Trecho do texto:
É importante não nos esquecermos disso, sobretudo por que quando se fala sobre as perdas de aprendizagem (no âmbito da educação formal) devido às contingências impostas pela pandemia de COVID-19, há uma espécie de esquecimento do que era o nosso sistema de ensino antes. É por isso que ao invés de propormos uma transformação profunda no âmbito educacional, nos conformamos com programas que visão remediar o que já era ruim.
Para termos uma ideia desse déficit é importante nos recordarmos do resultado dos Estudantes Brasileiros na edição de 2018 do Programa Internacional de Avalição de Estudantes (PISA). No quesito letramento em leitura 50% não conseguiram atingir o nível 02 – o que significa ser incapaz de distinguir fato de opinião. Esse índice aumenta quando analisamos só a região Norte – onde 59% não chegaram ao nível 02. E para evidenciar mais ainda esse problema, numa escala que vai do nível 01 ao 06, 94% dos estudantes da Região Norte ficaram entre o nível 01 e o 03 – ou seja a maioria absoluta dos estudantes da Região Norte, onde o Tocantins está inserido, possuí um nível baixo em leitura.
Estamos falando de uma realidade anterior a pandemia. Quase dois anos depois, onde a maioria desse tempo as escolas estiveram sem atividades educacionais presenciais (em especial as bibliotecas), esse quadro certamente não melhorou, pelo contrário.

Excertos de dados:

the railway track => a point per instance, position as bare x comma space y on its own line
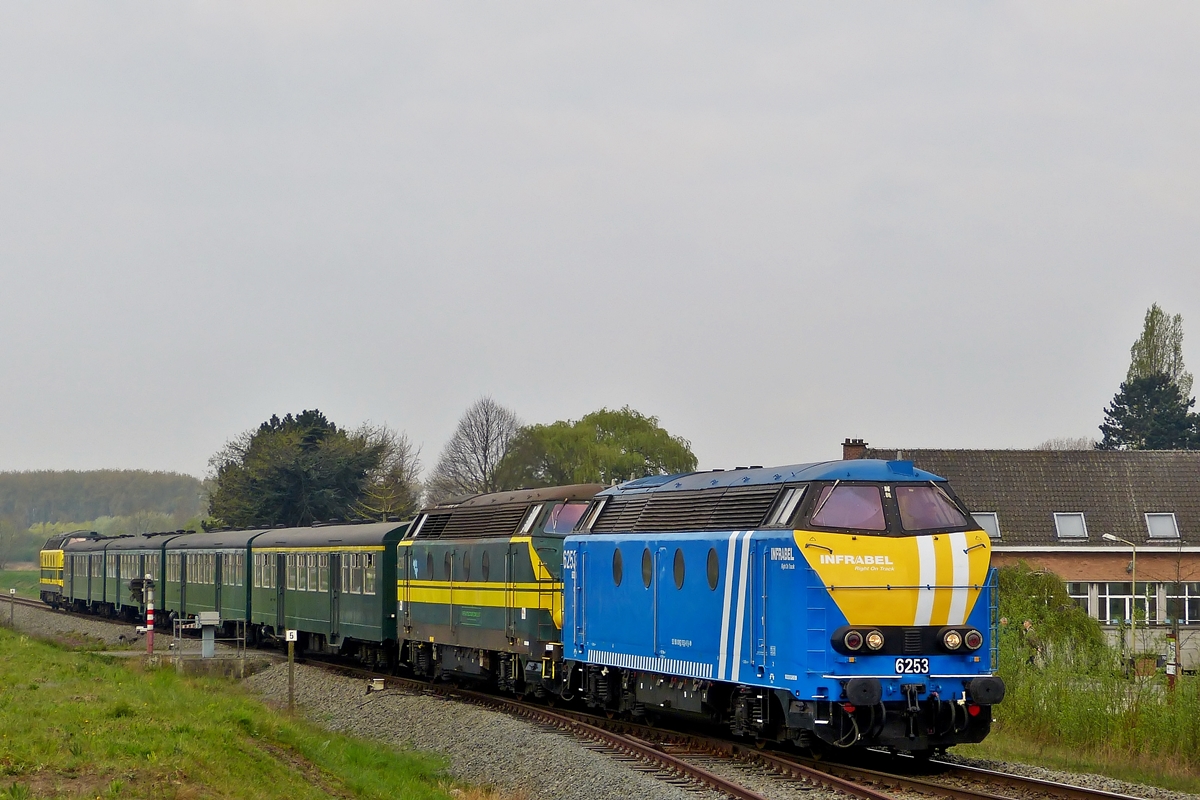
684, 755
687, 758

--

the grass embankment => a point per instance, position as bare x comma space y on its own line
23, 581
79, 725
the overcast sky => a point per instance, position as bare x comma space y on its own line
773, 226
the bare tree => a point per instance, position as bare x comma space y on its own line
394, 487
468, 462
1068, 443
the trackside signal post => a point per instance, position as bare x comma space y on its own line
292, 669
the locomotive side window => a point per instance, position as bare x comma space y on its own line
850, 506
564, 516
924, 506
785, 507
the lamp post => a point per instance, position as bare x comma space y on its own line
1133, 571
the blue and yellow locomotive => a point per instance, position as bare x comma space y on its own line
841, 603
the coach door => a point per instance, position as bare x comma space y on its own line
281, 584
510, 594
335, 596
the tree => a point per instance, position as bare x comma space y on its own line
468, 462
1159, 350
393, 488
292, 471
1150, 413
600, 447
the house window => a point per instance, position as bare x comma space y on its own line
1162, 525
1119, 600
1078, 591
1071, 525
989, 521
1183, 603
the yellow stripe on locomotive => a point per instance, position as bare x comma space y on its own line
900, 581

Perguntas a responder:
A. Liste todas as porcentagens que aparecem no trecho do texto.
B. Por favor, reproduza do trecho do texto tudo desde "É importante não" até "já era ruim.".
As linhas acima não são necessárias.

Resultados em ordem:
A.
50%
59%
94%

B.
É importante não nos esquecermos disso, sobretudo por que quando se fala sobre as perdas de aprendizagem (no âmbito da educação formal) devido às contingências impostas pela pandemia de COVID-19, há uma espécie de esquecimento do que era o nosso sistema de ensino antes. É por isso que ao invés de propormos uma transformação profunda no âmbito educacional, nos conformamos com programas que visão remediar o que já era ruim.